▶ _Excerpted data_:
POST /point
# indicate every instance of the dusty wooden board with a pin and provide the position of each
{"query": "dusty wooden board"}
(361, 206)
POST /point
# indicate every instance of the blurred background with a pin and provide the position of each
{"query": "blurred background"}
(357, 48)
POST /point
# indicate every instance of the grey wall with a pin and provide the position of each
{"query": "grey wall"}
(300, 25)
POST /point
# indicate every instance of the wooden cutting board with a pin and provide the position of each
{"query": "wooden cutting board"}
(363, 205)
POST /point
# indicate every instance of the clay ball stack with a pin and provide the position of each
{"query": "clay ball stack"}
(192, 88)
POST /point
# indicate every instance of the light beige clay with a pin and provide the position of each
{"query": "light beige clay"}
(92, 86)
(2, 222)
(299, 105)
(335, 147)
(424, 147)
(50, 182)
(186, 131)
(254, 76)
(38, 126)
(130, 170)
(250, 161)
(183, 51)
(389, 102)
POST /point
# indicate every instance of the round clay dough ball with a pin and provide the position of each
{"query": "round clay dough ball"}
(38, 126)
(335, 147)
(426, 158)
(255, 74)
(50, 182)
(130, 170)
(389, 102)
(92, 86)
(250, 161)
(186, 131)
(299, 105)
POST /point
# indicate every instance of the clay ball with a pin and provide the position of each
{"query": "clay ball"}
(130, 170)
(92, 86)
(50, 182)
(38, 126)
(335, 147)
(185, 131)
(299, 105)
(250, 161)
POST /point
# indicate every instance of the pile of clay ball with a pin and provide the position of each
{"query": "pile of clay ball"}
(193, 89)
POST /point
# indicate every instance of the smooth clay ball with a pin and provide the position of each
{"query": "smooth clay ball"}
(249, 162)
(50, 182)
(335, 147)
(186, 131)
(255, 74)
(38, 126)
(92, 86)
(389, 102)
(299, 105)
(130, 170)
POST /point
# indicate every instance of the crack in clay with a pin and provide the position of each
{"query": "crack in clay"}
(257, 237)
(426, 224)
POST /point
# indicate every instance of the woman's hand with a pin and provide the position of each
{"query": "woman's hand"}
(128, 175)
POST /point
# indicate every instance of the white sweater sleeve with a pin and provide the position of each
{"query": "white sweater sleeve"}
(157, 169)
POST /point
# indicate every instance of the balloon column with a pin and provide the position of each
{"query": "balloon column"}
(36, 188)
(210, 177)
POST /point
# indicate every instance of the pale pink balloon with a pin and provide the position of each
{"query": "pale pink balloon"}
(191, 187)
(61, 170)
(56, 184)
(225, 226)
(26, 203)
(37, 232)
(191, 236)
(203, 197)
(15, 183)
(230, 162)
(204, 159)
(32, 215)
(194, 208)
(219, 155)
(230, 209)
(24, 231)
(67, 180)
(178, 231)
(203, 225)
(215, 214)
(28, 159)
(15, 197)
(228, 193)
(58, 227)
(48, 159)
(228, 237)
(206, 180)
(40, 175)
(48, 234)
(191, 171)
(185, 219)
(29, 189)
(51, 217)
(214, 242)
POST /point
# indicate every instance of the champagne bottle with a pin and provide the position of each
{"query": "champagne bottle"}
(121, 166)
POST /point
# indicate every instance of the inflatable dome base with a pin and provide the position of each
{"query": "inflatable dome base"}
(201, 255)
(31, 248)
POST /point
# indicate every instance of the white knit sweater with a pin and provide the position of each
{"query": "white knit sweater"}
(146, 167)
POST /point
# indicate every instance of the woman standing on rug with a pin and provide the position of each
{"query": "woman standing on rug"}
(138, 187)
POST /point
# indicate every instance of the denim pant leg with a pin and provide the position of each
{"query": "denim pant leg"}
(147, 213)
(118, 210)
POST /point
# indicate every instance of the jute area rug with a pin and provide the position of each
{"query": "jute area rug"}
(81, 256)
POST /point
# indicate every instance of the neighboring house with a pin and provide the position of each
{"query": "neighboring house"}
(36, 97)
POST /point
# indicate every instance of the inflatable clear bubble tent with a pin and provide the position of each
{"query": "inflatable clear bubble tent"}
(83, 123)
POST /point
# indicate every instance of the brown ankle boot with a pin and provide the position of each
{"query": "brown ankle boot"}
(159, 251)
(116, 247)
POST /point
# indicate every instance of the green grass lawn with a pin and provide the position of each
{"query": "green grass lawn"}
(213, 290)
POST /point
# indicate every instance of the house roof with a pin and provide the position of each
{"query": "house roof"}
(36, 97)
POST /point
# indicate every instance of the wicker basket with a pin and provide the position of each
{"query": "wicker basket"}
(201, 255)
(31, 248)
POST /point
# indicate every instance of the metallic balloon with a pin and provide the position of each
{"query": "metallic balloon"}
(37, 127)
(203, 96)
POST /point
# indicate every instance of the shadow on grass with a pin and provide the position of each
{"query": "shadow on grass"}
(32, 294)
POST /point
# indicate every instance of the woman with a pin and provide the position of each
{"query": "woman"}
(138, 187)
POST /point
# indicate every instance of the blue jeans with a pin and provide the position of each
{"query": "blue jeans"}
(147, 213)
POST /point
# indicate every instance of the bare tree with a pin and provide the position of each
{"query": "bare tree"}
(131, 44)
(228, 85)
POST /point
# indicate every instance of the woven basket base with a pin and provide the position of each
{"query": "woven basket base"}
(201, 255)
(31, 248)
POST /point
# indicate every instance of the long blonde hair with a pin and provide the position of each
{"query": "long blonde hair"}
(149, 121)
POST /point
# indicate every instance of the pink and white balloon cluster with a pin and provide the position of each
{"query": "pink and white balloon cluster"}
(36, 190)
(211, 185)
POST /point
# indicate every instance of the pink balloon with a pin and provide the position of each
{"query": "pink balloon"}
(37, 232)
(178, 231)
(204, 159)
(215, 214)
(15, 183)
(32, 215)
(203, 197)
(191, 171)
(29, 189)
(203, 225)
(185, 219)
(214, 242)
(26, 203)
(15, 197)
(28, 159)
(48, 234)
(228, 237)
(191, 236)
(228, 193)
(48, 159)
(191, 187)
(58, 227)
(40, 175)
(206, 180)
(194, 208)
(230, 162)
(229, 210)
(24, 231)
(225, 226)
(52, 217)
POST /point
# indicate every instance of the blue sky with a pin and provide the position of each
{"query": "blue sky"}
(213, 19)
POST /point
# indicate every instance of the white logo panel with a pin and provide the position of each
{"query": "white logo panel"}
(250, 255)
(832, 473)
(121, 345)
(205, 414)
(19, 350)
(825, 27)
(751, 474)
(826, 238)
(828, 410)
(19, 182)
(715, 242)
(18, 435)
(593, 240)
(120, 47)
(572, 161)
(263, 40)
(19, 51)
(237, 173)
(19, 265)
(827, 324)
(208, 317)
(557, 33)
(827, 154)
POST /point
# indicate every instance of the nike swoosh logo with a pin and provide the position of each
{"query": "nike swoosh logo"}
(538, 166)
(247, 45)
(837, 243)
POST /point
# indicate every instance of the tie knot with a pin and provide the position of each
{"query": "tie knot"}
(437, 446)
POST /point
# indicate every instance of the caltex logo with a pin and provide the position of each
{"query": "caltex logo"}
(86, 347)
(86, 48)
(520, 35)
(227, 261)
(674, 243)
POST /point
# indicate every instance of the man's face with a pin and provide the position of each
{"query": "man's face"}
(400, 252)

▶ _Task to complete_: Lines from the top of the entries through the line with "# indicate every instance of the crack" are to be transcribed exactly, and nothing more.

▶ _Written solution_:
POST /point
# indicate every instance of the dusty wooden board with a pin and provide the position of each
{"query": "dusty wooden board"}
(361, 206)
POST /point
# indicate every instance of the blurred background with a pin and provide the position of each
{"query": "blurred background"}
(357, 48)
POST /point
# indicate every instance of the grey wall with a pin and provide the position of each
{"query": "grey wall"}
(300, 25)
POST /point
# indicate every instance of the wooden cutting board with a pin and provide the position of each
{"query": "wooden cutting board"}
(363, 205)
POST /point
# indicate every instance of the clay ball stack with a pin and provide the position of each
{"query": "clay ball stack"}
(192, 88)
POST /point
# indicate every instance of the light beige clay with a pin and provide the position of each
{"query": "light beige clay"}
(92, 86)
(2, 222)
(299, 105)
(335, 147)
(424, 147)
(50, 182)
(186, 131)
(254, 76)
(38, 126)
(130, 170)
(250, 161)
(183, 51)
(389, 102)
POST /point
# indicate every instance of the round clay dough ball with a pin and provide the position of each
{"query": "round clay dough ball"}
(38, 126)
(335, 147)
(426, 158)
(255, 74)
(50, 182)
(130, 170)
(389, 102)
(92, 86)
(250, 161)
(186, 131)
(299, 105)
POST /point
# indicate every instance of the clay ball with a pin and provide the position of each
{"query": "clay ball"}
(130, 170)
(92, 86)
(50, 182)
(38, 126)
(335, 147)
(185, 131)
(299, 105)
(250, 161)
POST /point
# indicate every instance of the pile of clay ball with a pin and provide the position of each
{"query": "pile of clay ball"}
(193, 89)
POST /point
# indicate every instance of the smooth clay ball with a pin and provide the position of each
{"query": "smooth clay ball"}
(249, 162)
(50, 182)
(335, 147)
(186, 131)
(255, 74)
(38, 126)
(92, 86)
(389, 102)
(299, 105)
(130, 170)
POST /point
# indicate every instance of the crack in clay with a pin and provide the position of each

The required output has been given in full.